··· Passage ···

Thanks Bob. I've looked into them in the past and cost I think was a bit of an issue. Is there a particular one you'd recommend?

From: timex
Date: 12-Oct-21




I came across a discovery in the garage of an old house I bought. A box of ff pumice stone. I sharpen my knives & broadheads with the paper wheels & do a final hone & touch up with a leather strop. Just for kicks I tried some of the pumice stone dust on my leather strop & oh my as if they were sharp enough already.

From: Chairman
Date: 12-Oct-21




Ceramic dry , water stones. Water obviously. Oil stones nothing better than kerosene. I am always amazed that people use all manners of oils on something you don’t want lubricant on. A stone needs friction to cut and a light fluid to wash away the swarf. I like plain water on diamond stones. Sharpening is a daily chore for me in my business, people make voodoo out of it. Two polished planes that meet in the middle.

From: Bob Rowlands
Date: 12-Oct-21




As for diamond stones, I've used blue, red, and green 6x2 DMT stones on all edges since probably the 1980s. I use water on them to flush off particles. Clean them with Barkeepers Friend.

···

Goal of the exercise:
Rewrite the part of the sharpening thread starting with "From: timex" and going on through "sharp enough already.", changing "leather strop" to "canvas strop". This material has no connection to the sharpening thread.

··· Recorded data ···

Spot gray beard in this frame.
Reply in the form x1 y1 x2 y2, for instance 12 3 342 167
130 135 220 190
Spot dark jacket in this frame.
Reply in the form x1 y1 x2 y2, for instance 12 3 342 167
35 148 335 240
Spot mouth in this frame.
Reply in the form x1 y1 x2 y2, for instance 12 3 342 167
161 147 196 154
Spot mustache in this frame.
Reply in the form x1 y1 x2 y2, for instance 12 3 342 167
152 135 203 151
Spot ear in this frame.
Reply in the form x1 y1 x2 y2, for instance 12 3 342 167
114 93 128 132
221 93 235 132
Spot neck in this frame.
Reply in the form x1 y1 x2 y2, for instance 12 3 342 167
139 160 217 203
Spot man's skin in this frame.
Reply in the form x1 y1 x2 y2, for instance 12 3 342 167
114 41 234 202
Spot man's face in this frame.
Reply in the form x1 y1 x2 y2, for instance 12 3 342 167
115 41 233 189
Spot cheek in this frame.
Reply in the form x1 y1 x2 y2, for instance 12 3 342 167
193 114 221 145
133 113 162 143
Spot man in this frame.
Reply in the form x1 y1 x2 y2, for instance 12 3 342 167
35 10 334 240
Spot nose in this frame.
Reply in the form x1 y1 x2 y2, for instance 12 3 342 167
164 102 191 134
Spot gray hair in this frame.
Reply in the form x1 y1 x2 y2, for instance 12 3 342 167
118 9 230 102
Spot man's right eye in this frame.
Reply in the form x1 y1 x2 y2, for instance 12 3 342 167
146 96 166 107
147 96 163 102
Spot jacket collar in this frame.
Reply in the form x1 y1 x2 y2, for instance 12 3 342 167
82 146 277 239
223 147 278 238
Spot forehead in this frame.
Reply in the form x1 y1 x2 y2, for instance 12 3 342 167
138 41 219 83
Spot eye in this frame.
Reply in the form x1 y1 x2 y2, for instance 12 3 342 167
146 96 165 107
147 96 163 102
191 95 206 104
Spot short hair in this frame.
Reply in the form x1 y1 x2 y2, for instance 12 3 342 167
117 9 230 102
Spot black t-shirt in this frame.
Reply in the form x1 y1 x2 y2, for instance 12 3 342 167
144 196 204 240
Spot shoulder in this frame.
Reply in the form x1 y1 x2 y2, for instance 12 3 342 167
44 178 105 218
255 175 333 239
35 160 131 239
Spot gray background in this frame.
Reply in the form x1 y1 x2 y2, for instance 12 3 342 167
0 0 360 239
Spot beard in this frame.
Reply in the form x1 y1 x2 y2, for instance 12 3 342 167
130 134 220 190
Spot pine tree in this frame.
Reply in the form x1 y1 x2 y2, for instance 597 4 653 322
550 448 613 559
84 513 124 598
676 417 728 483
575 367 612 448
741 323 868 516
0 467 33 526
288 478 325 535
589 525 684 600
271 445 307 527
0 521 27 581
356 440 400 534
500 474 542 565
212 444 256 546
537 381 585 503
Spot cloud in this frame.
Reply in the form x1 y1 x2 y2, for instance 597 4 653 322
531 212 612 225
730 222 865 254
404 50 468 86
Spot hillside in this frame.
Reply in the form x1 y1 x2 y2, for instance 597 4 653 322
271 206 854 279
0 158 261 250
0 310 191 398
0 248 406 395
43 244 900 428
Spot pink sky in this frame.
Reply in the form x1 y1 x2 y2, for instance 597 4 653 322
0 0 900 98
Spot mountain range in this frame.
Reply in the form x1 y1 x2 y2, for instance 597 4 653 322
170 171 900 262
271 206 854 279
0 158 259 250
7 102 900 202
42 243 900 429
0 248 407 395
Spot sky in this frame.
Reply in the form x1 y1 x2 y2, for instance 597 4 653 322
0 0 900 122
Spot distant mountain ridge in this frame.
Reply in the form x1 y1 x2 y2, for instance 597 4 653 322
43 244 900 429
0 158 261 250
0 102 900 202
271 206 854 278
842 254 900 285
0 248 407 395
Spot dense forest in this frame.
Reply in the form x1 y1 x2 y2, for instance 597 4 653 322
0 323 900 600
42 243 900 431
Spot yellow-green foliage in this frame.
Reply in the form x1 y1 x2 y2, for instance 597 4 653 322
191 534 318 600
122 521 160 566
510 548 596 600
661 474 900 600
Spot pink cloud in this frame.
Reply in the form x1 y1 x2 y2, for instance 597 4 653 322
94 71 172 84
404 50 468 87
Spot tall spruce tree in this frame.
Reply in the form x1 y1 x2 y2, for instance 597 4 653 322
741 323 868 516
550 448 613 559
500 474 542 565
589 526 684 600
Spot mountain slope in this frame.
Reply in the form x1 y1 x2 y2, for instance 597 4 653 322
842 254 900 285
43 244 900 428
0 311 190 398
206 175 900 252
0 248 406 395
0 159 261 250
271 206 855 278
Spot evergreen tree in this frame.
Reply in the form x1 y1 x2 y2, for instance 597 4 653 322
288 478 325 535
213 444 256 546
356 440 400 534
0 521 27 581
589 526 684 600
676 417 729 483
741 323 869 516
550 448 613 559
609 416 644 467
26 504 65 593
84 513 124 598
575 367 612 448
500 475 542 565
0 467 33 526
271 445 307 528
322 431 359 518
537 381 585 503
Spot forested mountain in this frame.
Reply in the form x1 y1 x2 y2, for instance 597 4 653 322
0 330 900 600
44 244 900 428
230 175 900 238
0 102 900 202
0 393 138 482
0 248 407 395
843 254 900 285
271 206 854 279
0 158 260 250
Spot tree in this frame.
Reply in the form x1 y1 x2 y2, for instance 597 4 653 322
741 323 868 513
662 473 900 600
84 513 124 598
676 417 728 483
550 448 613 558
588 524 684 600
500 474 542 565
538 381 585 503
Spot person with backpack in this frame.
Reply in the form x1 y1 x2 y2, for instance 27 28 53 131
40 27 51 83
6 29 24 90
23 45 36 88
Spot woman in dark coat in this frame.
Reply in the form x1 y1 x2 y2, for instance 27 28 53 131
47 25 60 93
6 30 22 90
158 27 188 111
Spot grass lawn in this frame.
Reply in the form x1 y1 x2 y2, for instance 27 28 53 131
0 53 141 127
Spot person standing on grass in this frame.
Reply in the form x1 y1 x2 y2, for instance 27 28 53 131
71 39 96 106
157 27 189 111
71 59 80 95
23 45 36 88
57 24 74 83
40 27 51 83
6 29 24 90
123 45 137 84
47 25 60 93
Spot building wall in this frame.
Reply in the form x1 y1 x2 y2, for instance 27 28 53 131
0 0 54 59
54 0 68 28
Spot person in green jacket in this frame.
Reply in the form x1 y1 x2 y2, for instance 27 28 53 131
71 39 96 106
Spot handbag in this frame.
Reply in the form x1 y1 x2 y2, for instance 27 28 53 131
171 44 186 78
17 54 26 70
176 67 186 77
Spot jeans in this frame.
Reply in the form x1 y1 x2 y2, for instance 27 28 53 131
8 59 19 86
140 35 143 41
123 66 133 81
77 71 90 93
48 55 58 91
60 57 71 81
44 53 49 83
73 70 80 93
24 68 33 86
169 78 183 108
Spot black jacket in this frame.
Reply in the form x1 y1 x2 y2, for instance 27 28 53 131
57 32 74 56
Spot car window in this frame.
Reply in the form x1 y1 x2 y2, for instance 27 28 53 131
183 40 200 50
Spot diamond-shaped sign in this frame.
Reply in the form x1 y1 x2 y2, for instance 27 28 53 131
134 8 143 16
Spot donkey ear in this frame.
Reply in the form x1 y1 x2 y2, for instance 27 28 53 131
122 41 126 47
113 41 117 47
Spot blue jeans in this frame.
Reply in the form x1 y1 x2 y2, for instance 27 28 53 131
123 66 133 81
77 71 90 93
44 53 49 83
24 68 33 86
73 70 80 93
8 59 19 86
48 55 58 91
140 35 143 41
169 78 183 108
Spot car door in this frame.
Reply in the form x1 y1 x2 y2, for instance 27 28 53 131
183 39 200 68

···

Output of the task:
From: timex
Date: 12-Oct-21




I came across a discovery in the garage of an old house I bought. A box of ff pumice stone. I sharpen my knives & broadheads with the paper wheels & do a final hone & touch up with a canvas strop. Just for kicks I tried some of the pumice stone dust on my canvas strop & oh my as if they were sharp enough already.